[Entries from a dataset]
══════════════════════════════
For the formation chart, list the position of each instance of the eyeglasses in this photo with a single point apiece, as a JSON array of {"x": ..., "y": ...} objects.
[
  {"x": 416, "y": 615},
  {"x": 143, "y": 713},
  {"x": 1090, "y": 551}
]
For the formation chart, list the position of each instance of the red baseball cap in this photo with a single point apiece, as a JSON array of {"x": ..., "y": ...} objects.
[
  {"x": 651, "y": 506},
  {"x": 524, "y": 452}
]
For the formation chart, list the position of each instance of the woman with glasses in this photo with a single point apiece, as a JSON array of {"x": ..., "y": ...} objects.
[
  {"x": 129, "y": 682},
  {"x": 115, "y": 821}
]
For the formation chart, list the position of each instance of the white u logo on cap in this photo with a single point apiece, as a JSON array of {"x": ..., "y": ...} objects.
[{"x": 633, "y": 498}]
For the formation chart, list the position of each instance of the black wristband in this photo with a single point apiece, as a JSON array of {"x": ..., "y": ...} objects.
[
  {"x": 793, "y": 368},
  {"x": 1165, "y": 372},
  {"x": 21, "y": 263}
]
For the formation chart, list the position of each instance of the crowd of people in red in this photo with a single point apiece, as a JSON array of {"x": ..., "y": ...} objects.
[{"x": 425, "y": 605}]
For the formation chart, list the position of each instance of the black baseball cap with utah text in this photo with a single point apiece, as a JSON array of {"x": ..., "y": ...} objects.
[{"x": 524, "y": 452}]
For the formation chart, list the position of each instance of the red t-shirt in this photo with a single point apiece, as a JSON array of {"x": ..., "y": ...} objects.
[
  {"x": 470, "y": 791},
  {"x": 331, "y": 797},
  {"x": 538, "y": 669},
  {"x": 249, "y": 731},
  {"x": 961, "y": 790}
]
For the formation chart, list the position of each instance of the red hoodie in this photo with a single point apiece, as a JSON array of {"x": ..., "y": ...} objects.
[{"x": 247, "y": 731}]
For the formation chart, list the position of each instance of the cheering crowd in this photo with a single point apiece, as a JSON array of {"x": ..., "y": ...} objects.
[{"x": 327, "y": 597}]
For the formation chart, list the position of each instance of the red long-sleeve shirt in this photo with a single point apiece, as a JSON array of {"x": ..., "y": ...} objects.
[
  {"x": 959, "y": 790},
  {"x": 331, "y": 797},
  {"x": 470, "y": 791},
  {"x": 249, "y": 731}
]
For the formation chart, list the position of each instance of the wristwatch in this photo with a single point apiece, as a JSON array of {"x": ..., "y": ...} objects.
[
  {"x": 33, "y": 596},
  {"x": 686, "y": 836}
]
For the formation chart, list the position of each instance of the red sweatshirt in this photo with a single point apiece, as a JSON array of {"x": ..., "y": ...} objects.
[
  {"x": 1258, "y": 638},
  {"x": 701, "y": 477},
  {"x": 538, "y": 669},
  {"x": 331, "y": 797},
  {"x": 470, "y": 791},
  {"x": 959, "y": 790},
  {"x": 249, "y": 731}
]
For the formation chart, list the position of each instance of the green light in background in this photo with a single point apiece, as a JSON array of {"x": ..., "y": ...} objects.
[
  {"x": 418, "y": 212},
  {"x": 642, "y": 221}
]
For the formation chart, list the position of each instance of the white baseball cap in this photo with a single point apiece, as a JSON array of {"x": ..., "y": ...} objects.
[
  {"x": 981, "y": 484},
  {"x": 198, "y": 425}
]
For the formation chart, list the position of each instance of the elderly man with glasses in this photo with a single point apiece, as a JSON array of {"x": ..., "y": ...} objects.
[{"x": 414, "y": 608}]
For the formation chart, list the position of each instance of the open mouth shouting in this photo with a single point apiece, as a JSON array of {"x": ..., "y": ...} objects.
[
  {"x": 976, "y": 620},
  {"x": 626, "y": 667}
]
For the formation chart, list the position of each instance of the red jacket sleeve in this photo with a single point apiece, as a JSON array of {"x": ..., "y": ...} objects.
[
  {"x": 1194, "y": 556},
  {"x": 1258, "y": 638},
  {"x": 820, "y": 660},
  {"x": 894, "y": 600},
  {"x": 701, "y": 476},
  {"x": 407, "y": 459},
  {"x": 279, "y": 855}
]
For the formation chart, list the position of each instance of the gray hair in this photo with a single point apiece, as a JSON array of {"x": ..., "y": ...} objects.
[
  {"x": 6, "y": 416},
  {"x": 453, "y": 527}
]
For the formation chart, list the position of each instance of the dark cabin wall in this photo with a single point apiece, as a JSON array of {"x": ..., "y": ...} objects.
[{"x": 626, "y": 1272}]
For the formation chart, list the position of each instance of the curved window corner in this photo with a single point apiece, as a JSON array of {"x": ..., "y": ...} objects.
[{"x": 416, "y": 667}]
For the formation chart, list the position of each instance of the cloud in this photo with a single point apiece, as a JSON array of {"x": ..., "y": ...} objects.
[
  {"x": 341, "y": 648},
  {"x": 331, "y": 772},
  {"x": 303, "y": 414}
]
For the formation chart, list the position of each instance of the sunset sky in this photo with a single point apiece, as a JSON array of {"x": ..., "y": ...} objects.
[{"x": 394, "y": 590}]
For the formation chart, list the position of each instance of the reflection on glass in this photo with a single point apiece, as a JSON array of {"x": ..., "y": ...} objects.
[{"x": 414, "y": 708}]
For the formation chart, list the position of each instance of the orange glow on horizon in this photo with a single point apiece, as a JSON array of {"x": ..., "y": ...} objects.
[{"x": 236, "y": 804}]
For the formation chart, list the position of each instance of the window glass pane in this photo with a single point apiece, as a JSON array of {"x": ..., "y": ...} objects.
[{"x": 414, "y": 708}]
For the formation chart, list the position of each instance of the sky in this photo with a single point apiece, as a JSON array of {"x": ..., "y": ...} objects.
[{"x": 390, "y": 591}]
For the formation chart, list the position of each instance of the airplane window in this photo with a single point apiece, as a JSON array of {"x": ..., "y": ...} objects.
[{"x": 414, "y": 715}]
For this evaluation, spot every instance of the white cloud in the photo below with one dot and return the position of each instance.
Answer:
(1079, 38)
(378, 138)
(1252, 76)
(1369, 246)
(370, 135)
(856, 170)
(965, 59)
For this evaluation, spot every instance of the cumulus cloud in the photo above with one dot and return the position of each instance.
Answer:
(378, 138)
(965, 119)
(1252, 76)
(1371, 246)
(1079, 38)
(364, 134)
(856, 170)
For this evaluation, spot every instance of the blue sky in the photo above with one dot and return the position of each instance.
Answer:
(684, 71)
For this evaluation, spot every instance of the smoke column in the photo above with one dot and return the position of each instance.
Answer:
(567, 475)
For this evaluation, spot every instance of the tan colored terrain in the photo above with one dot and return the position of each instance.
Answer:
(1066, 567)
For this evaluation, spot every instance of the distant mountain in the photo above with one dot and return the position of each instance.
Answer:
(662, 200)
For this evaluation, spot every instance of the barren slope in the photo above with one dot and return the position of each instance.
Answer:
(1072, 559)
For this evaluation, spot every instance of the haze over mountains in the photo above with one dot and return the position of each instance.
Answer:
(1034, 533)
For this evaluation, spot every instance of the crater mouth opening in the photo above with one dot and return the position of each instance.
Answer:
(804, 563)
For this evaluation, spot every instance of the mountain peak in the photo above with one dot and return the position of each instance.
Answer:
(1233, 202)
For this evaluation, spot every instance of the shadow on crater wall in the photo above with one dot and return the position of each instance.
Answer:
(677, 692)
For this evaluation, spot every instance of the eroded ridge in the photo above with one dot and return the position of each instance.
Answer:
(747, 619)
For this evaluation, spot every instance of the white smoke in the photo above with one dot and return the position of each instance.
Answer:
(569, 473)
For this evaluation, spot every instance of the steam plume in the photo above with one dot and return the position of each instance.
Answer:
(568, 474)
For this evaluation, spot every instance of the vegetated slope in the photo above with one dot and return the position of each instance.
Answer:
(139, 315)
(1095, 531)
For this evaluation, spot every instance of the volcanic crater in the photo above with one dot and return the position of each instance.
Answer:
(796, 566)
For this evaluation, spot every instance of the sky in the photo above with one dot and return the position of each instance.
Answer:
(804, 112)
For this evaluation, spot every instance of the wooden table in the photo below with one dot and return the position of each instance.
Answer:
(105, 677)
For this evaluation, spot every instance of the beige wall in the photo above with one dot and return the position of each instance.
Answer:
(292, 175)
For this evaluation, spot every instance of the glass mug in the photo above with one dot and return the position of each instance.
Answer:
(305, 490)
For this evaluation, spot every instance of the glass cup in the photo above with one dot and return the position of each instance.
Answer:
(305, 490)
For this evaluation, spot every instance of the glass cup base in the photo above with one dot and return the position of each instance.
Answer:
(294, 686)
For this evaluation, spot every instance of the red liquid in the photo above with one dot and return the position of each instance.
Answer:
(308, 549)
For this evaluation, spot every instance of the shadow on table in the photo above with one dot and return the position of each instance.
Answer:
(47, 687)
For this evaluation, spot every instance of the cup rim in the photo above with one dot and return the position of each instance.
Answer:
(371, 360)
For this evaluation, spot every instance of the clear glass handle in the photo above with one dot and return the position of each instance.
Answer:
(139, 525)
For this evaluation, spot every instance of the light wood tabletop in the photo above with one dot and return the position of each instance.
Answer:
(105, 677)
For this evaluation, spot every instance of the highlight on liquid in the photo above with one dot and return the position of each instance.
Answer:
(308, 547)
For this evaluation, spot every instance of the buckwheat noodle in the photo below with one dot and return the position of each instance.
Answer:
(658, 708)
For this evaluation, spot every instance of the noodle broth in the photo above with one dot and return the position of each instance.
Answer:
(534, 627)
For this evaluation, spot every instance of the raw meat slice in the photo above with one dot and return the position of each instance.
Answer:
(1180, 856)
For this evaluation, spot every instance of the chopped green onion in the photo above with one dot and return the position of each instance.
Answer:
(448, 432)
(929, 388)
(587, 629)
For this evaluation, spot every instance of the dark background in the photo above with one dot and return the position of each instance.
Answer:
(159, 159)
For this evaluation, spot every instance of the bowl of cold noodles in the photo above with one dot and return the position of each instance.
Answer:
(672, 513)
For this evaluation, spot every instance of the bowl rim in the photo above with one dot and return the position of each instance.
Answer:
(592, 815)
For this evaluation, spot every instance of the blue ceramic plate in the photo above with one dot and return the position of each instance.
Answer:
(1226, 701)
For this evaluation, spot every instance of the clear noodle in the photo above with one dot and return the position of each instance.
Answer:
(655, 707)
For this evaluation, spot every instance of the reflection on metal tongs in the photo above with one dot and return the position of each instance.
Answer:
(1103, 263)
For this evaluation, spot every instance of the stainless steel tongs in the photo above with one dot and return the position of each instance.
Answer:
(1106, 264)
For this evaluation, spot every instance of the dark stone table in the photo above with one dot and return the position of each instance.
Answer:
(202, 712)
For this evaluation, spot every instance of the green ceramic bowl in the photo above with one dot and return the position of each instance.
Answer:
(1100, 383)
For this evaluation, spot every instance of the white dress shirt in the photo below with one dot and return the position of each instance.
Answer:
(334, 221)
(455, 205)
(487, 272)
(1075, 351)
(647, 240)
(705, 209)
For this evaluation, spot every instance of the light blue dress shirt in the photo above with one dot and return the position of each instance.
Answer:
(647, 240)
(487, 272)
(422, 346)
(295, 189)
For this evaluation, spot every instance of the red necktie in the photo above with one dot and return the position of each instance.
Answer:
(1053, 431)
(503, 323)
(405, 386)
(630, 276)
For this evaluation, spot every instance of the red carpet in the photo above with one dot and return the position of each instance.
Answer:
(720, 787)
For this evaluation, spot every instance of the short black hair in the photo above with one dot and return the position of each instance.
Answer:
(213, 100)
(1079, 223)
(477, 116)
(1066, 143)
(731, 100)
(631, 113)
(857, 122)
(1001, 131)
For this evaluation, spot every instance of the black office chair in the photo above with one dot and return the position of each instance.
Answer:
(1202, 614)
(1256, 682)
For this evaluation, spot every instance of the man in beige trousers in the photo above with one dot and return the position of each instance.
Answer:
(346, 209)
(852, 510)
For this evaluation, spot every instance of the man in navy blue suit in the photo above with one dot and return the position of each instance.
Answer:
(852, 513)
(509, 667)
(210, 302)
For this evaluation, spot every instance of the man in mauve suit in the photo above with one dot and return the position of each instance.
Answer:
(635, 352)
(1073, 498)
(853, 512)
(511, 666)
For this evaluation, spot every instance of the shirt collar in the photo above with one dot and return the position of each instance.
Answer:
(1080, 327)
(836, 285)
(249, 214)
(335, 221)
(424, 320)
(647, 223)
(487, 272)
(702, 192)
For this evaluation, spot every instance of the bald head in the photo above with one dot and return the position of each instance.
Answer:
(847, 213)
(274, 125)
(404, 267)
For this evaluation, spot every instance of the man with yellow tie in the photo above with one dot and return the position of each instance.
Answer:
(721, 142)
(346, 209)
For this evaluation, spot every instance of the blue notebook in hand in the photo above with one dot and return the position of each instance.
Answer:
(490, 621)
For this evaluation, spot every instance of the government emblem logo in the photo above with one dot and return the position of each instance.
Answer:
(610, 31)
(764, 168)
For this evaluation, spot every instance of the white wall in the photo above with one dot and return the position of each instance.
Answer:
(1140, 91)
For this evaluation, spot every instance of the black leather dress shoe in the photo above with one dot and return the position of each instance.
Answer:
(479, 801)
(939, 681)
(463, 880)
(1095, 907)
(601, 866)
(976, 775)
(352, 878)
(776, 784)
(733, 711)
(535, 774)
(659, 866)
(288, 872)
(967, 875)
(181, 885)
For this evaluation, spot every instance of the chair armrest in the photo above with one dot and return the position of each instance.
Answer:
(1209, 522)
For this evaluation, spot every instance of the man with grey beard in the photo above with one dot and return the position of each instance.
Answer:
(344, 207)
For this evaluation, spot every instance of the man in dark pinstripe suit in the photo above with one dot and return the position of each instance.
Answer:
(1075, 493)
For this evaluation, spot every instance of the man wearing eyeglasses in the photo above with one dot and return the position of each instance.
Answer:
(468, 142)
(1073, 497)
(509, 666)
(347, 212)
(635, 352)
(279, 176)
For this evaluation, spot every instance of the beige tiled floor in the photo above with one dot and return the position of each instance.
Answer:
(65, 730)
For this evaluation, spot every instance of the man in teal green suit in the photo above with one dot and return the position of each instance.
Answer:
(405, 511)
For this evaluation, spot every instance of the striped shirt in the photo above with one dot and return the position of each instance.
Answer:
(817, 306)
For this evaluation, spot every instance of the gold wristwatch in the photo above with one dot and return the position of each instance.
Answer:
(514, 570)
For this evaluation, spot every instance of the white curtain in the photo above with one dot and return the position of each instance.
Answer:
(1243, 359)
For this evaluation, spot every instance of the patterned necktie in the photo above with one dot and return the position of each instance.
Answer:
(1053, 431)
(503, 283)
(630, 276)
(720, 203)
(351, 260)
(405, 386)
══════════════════════════════
◆ **YOUR OBJECTIVE**:
Copy the lines above word for word, from the line with "For this evaluation, spot every instance of the short" up to and including the line with "(1001, 131)".

◆ **TASK RESPONSE**:
For this evaluation, spot every instance of the short black hair in the photo above with one dot and return the position of each instance.
Answer:
(213, 100)
(1079, 223)
(477, 116)
(1066, 143)
(731, 100)
(631, 113)
(857, 122)
(1001, 131)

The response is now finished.